Short problem = Please convert the listing below into a JSON list of strings, one string per line, with blank lines skipped and the pictures left out.

Dataset records =

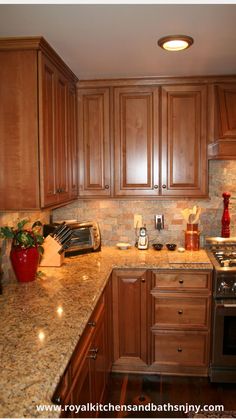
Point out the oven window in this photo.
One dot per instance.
(229, 343)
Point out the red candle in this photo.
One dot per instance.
(225, 220)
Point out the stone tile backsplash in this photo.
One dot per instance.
(116, 217)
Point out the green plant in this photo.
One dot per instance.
(23, 238)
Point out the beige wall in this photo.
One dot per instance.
(115, 217)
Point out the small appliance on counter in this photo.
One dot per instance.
(143, 239)
(85, 236)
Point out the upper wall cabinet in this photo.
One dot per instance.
(136, 158)
(157, 138)
(183, 137)
(223, 121)
(94, 143)
(38, 150)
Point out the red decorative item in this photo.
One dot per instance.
(225, 231)
(25, 263)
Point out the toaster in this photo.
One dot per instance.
(86, 236)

Exercise answer =
[
  "Point out the oven window in this photo.",
  "One dot per instance.",
  "(229, 343)",
  "Point out the red candle in this photo.",
  "One dot per instance.",
  "(225, 220)",
  "Point out the stone tile backsplash in this photo.",
  "One dot per instance.",
  "(116, 217)",
  "Point out the green plant in this photo.",
  "One dot per instance.",
  "(23, 238)",
  "Point out the beige wall in this photo.",
  "One dot per instance.",
  "(115, 217)",
  "Point out the small appliance on counter in this photo.",
  "One dot per instance.",
  "(143, 239)",
  "(85, 236)",
  "Point out the upper wall cabinet in this photo.",
  "One dot per instance.",
  "(136, 158)",
  "(157, 138)",
  "(183, 137)",
  "(223, 121)",
  "(94, 143)",
  "(38, 150)",
  "Point out the red decorative item in this photo.",
  "One dot per instance.",
  "(225, 231)",
  "(25, 263)",
  "Point out the toaster in this photo.",
  "One dot per instance.",
  "(86, 236)"
]